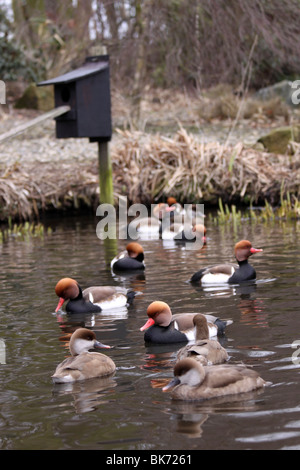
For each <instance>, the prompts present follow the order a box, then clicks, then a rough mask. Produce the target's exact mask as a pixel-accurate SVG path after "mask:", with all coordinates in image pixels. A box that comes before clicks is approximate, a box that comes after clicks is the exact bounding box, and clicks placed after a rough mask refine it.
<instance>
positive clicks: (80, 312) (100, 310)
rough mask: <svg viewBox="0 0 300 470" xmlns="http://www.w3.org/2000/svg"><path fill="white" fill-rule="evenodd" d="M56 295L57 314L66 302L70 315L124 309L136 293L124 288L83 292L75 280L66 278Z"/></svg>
...
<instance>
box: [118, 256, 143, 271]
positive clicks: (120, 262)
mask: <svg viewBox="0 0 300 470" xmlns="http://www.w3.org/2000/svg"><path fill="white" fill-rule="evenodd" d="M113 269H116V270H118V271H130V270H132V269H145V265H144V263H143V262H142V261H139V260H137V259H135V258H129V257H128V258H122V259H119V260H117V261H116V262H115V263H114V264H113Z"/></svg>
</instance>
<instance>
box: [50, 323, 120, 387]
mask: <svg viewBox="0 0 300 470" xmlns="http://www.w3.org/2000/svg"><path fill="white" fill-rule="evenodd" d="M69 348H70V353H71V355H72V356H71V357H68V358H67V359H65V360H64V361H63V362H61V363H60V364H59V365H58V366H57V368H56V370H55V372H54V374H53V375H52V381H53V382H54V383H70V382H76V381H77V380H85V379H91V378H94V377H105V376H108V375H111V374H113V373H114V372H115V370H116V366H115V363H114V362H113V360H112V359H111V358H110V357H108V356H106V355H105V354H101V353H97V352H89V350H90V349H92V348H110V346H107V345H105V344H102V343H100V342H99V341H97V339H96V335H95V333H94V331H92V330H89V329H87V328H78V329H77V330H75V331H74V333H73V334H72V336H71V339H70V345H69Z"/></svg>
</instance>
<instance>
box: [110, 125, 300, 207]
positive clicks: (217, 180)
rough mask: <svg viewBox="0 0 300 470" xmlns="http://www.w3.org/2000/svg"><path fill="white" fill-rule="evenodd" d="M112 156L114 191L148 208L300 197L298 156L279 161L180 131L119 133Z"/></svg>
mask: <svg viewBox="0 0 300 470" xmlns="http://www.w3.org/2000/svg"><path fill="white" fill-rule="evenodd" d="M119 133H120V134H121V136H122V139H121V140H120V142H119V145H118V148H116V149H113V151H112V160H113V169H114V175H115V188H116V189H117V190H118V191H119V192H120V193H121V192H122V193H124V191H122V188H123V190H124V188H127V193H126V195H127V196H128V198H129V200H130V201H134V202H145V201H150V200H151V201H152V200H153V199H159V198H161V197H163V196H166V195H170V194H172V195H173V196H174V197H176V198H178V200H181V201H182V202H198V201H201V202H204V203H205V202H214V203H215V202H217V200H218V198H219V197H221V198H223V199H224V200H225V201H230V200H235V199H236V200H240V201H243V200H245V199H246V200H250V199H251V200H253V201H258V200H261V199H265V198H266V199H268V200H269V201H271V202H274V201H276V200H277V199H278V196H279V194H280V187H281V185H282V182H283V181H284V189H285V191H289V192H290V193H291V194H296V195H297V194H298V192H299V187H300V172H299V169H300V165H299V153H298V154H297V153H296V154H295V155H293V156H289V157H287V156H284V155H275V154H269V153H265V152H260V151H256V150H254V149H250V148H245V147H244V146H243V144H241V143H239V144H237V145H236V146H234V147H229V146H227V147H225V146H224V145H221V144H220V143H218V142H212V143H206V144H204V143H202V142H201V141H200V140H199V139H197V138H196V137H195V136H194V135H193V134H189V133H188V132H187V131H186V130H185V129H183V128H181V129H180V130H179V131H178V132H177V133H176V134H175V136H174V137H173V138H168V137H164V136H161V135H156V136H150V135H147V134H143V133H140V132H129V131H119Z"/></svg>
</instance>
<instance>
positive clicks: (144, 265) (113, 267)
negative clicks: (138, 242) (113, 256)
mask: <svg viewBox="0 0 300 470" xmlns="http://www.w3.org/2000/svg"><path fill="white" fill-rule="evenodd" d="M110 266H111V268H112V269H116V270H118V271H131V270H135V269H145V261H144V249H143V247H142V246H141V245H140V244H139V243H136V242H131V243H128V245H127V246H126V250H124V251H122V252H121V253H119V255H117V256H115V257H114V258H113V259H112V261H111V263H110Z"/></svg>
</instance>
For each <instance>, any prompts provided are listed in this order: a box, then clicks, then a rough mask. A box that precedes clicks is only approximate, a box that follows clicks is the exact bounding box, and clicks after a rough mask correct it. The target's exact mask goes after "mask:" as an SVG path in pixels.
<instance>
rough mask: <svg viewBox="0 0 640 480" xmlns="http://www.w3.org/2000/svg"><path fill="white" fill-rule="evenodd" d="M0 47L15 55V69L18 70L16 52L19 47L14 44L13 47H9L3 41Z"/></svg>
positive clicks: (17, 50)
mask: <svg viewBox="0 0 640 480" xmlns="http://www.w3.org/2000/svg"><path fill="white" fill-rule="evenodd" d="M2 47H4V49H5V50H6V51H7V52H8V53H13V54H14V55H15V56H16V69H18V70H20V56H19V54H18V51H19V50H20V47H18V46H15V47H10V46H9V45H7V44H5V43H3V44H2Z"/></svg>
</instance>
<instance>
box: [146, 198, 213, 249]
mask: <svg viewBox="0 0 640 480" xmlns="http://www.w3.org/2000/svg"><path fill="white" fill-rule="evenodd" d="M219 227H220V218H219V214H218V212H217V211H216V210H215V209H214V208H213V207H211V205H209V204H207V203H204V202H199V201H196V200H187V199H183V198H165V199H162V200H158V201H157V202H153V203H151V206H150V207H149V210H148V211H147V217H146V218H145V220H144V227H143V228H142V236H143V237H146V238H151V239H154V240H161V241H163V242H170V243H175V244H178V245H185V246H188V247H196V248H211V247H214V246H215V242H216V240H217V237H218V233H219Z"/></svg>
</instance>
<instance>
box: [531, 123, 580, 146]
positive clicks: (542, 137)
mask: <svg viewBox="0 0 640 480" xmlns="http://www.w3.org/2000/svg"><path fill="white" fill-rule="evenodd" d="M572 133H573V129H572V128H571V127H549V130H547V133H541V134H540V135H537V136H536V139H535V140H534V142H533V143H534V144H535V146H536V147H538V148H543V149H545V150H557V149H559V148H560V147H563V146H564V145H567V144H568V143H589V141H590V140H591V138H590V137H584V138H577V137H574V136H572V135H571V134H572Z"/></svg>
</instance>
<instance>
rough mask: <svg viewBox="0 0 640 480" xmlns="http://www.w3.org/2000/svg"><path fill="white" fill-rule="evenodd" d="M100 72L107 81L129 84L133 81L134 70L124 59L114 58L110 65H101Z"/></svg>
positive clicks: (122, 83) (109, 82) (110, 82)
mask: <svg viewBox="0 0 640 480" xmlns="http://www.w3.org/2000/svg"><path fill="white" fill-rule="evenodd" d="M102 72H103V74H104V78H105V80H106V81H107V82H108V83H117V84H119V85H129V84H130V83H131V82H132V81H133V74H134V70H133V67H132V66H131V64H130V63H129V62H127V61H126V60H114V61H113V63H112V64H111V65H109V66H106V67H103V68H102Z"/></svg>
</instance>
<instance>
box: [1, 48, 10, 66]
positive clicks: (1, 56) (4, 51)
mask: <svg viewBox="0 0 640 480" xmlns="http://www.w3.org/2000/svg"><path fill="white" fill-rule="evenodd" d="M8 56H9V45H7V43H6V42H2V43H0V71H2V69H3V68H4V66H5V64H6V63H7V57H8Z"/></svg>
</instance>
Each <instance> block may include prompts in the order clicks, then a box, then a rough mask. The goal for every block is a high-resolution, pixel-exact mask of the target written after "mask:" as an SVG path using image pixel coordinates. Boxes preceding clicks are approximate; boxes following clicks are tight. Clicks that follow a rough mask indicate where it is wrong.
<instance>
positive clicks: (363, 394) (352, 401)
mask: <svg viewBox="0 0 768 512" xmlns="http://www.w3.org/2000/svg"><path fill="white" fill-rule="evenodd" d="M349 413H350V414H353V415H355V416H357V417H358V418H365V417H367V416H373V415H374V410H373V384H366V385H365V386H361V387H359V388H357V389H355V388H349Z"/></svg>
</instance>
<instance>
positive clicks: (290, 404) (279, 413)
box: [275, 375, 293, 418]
* * *
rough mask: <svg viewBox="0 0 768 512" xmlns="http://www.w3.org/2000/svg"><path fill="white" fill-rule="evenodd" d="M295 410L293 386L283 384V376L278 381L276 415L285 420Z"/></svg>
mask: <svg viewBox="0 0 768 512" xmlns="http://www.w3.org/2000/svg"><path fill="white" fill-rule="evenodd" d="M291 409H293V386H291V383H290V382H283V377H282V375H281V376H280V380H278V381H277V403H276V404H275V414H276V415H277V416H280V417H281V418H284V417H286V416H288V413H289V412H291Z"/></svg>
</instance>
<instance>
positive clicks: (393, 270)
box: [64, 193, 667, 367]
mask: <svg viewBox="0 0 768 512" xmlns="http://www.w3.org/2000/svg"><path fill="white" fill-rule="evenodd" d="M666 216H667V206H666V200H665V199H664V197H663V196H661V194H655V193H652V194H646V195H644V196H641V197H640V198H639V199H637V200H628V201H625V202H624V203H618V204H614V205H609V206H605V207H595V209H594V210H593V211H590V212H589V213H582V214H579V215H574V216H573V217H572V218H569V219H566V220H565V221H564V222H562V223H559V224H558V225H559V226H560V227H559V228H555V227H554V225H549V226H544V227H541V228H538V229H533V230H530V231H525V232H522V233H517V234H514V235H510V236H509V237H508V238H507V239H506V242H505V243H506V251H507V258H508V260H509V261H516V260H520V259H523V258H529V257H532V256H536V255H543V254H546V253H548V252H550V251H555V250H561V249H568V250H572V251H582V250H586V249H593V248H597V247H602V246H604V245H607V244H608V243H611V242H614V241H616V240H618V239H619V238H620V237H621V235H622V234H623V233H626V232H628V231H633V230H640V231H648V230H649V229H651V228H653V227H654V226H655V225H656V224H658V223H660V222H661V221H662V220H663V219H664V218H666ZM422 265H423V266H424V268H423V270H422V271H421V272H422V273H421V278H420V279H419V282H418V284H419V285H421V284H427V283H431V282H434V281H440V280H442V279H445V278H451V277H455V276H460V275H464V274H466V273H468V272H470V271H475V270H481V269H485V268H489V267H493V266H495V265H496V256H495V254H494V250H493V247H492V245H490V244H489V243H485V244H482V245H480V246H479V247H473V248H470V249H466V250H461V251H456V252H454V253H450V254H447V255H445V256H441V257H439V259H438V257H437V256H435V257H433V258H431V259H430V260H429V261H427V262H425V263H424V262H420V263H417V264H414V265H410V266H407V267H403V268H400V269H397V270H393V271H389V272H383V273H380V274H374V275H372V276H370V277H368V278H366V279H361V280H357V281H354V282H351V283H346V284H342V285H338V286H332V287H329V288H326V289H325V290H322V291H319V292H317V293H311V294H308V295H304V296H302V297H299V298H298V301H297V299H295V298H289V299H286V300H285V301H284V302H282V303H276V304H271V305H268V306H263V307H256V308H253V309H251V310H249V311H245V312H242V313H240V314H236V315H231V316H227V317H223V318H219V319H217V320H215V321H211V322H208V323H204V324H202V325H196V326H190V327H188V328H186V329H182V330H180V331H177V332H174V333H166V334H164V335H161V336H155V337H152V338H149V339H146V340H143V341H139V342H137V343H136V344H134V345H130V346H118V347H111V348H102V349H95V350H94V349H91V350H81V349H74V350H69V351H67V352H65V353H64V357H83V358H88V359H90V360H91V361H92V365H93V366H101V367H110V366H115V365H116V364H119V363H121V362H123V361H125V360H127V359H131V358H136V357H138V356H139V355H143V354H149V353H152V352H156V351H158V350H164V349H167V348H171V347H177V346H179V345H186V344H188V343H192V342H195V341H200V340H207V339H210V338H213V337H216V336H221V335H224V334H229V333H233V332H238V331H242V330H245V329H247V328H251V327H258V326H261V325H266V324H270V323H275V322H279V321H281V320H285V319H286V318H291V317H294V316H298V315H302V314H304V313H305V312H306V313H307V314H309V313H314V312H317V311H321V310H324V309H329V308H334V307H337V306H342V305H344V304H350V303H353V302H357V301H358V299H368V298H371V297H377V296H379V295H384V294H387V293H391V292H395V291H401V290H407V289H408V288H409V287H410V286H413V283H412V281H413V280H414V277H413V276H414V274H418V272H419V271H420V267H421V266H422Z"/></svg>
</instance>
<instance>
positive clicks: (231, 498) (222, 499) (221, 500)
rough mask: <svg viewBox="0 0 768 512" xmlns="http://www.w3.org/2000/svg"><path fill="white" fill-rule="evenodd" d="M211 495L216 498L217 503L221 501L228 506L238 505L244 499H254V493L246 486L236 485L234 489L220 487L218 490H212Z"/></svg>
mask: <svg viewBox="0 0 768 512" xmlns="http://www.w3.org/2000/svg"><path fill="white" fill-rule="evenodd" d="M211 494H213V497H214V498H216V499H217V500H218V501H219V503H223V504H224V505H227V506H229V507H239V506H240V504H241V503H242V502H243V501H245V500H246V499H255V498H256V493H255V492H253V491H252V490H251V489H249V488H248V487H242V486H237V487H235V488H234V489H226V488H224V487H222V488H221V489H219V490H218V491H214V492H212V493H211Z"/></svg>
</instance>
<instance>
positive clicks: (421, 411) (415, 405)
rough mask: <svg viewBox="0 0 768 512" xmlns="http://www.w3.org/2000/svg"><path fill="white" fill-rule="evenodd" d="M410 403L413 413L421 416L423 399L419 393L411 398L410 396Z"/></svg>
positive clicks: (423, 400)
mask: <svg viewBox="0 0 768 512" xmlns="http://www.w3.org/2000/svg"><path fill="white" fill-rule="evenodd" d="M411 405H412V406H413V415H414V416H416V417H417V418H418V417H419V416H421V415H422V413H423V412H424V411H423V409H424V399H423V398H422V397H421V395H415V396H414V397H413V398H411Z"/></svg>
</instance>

- [THE TASK] Locate every line in the material above that contains the word "bounding" and copy each one out in full. The match is case-sensitive.

- [WRITTEN RESPONSE]
For each <instance>, the prompts present follow the order a box, then clicks, then a rough mask. Produce the target's exact mask as a pixel-accurate SVG path after "mask:", with all coordinates in image pixels. A box that comes before clicks is approximate, a box that comes after clicks is the exact bounding box, and clicks placed after a rough mask refine it.
For each <instance>, any prompts provided are listed in this order: a box, then clicks, then a rough mask. A box that precedes clicks is only approximate, a box that follows clicks is the exact bounding box, and clicks after a rough mask correct it. The target's exact mask goes after "mask:" as an SVG path in pixels.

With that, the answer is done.